_Work to be completed_: Please reproduce the entire listing below word for word, leaving out the pictures.

.....

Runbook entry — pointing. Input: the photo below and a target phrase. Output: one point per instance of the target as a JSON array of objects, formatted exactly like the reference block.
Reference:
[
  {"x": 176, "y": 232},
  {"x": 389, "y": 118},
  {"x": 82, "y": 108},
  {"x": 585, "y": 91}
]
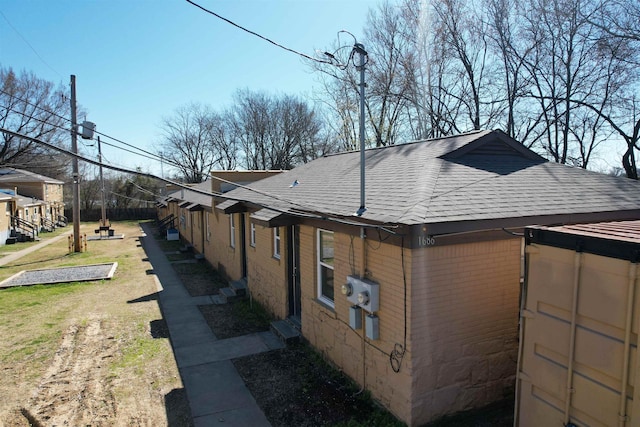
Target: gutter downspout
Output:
[
  {"x": 577, "y": 264},
  {"x": 622, "y": 413},
  {"x": 363, "y": 274}
]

.....

_Expected output_:
Runbook entry — pointing. Input: the photo below and a target phrase. Output: one point per instance of the target as a JSON array of objects, formatted exactly like the reference block.
Reference:
[
  {"x": 176, "y": 232},
  {"x": 389, "y": 118},
  {"x": 82, "y": 108},
  {"x": 585, "y": 91}
]
Target: gutter downspout
Output:
[
  {"x": 577, "y": 264},
  {"x": 622, "y": 413},
  {"x": 363, "y": 274}
]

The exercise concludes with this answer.